===== Document section =====
# nyone else observe this?



## Bob Haller (Mar 24, 2002)

I have 2 508s sitting side by side I reboot them weekly for dependable operation. They are both plugged into the same UPS, which I turn off momentarily to reboot. 

One comes back fast the other hangs on acquiring sat please wait. The hang time for number 2 is twice or 3 thimes that of number one. 

Scott its not a problem but I am curious as to why this occurs. I used to think it might be my SW64 but the upgrade to dishpro elminated that possiblity. I swapped sat cables no difference. Last time I checked they both had the same software.

Maybe the parts oin one are slightly better than the other? I just wondered if anyone else had noticed this?


----------



## boba (May 23, 2003)

Bob how full is the hard drive on the slow 508?


----------



## Bob Haller (Mar 24, 2002)

Both less than 10 hours and nearly equal. I know different models have varying boot times but the same model?

Like I said its not a problem but I am curious.


----------



## Peluso (Sep 11, 2002)

could be something as simple and as hard to find as a partial solder on the board.


----------



## Jacob S (Apr 14, 2002)

This is pretty interesting. I wonder if the one with more reboots would end up having a problem later if it is an early sign of something to come. I remember when Dish had me to go a system dump screen on a 2700 to see a particular number in which indicated how many resets the receiver had done and this told them if the receiver was having unusual problems or not. I wonder if there is any way of doing such things with the newer receivers and anything special to that effect to the DVR's.


----------



## Ron Barry (Dec 10, 2002)

Is it always the same box or does it seem random. If it is always the same box try turing that box on first and then the one that does not exhibit the problem a second later. See if it depends on who goes first or see if you can narrow it down to box related. Maybe it has to do with both boxes accessing the switch at the same time?


----------



## Bob Haller (Mar 24, 2002)

Good idea I will time each box seperately. They acted the same on the SW64 as the dishpro switch they are on now.

Having fixed machines for a lifetime no two are EXACTLY the same. My old saying it one of those machines. I will put a piece of tape on it to see if it goes south.

I can also put the slow boot on a legacy twin feed I kept after the upgrade. When we had the fire victims with us I had to add a extra dish its now unused. I hope to use that spot for D dish but line of site is going to be close thanks to trees, I really like the dish on the deck. My service a snap espically when snow sticks to the pan


----------



## AllieVi (Apr 10, 2002)

Bob Haller said:


> I have 2 508s sitting side by side I reboot them weekly for dependable operation. They are both plugged into the same UPS, which I turn off momentarily to reboot.


Just curious - why would you choose to reboot them using this technique? If the receivers happen to be writing to their disks at the time (let's say to the area where file structure is kept), you run the risk of causing rather than preventing failures. Do you reboot your computer this way?

Instead, why don't you turn the units off and wait until their hard disks stop before turning off the power to the UPS?


----------



## Bob Haller (Mar 24, 2002)
=====
▶ List of tasks:
1. Answer these from the receiver reboot thread:
(a) How often does Bob Haller reboot his two 508s?
(b) What cause does Peluso suggest?
(c) According to AllieVi, what should happen before the power to the UPS is turned off?
2. Reproduce everything in the receiver reboot thread from "## Peluso (Sep" down to "to the DVR's.".
The records have no connection to the receiver reboot thread.
===== Given entries =====
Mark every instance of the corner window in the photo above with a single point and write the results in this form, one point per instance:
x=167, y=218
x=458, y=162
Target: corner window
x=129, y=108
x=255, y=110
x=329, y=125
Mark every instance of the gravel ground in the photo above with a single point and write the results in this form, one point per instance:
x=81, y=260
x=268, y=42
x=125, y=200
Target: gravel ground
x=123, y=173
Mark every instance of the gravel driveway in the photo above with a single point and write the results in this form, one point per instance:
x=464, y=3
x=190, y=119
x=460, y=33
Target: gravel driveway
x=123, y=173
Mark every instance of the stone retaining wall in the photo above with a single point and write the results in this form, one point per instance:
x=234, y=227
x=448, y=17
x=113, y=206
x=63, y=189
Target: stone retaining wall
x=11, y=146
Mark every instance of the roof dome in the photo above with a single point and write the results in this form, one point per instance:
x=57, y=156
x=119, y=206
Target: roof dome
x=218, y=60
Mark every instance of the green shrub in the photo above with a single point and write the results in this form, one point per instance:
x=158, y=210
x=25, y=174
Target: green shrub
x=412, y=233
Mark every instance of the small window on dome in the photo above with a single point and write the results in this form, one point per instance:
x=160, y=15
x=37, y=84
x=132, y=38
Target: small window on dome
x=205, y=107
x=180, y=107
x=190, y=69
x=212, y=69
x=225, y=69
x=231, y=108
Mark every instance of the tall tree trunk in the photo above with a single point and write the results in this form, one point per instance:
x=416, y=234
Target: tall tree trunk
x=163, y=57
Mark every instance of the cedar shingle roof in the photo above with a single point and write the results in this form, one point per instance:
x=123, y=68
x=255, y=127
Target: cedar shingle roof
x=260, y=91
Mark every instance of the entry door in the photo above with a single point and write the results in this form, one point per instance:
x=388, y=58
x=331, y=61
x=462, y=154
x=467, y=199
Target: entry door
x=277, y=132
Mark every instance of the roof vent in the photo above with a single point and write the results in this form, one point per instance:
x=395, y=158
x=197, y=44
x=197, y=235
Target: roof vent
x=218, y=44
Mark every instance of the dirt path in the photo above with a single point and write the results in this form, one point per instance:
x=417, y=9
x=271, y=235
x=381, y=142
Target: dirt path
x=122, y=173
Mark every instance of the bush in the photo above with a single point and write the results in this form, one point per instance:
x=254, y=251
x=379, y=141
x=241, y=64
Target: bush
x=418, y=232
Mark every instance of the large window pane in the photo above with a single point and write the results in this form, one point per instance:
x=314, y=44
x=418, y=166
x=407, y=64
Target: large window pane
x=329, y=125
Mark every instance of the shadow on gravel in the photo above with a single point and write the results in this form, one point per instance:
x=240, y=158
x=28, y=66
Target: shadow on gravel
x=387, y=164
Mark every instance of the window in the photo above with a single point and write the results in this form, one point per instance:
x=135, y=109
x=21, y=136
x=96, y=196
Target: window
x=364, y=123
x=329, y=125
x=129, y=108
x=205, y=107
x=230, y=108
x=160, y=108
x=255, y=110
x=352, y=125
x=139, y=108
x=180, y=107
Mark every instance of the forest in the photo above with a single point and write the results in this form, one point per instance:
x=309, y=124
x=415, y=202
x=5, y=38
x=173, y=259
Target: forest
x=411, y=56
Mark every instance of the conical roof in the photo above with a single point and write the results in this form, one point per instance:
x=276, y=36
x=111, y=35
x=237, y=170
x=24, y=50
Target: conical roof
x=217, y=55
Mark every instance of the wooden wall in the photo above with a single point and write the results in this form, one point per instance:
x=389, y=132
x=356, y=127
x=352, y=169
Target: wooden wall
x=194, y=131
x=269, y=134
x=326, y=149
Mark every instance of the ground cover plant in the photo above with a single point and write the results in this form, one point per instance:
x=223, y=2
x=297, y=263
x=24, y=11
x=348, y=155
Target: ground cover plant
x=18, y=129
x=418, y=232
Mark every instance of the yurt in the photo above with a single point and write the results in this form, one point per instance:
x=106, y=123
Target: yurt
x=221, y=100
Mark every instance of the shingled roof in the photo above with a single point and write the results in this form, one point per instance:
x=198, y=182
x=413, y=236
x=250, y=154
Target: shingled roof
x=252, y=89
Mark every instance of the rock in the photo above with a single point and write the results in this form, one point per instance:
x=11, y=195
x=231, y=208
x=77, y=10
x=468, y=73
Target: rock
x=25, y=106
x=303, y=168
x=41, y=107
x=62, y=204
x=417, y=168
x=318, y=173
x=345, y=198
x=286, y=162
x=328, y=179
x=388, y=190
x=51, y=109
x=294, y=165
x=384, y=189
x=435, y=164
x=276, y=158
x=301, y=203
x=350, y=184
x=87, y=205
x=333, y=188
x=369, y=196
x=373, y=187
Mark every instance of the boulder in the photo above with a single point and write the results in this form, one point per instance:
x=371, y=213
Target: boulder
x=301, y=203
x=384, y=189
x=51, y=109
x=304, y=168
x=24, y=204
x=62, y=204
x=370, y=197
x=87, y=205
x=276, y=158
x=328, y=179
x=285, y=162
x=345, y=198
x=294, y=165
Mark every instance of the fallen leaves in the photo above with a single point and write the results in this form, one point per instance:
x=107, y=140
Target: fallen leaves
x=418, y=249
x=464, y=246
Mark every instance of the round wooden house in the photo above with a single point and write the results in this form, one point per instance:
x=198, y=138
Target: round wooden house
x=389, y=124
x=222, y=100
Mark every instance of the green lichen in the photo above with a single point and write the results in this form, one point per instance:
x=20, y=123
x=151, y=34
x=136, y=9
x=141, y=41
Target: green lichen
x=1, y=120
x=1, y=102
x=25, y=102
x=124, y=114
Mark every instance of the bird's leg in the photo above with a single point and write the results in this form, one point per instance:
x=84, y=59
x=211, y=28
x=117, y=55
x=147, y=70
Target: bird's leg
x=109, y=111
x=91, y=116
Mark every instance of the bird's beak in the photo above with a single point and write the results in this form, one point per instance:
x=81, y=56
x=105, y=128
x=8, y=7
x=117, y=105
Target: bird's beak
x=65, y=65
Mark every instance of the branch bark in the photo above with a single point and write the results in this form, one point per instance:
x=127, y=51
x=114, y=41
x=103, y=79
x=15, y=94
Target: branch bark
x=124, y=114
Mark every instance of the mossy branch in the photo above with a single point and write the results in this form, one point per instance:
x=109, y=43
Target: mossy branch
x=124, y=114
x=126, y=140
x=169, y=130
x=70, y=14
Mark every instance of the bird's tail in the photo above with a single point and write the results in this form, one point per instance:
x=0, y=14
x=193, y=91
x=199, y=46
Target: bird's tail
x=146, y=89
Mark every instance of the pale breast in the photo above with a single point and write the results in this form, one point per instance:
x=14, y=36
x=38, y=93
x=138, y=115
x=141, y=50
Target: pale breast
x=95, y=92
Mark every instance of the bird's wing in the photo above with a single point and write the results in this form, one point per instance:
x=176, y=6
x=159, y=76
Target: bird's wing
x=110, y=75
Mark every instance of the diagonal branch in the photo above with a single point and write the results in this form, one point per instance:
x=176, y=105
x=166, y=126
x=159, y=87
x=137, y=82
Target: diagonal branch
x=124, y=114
=====
▶ Full solutions:
1.
(a) Weekly.
(b) A partial solder on the board.
(c) The units should be turned off, and then you should wait until their hard disks stop.

2.
## Peluso (Sep 11, 2002)

could be something as simple and as hard to find as a partial solder on the board.


----------



## Jacob S (Apr 14, 2002)

This is pretty interesting. I wonder if the one with more reboots would end up having a problem later if it is an early sign of something to come. I remember when Dish had me to go a system dump screen on a 2700 to see a particular number in which indicated how many resets the receiver had done and this told them if the receiver was having unusual problems or not. I wonder if there is any way of doing such things with the newer receivers and anything special to that effect to the DVR's.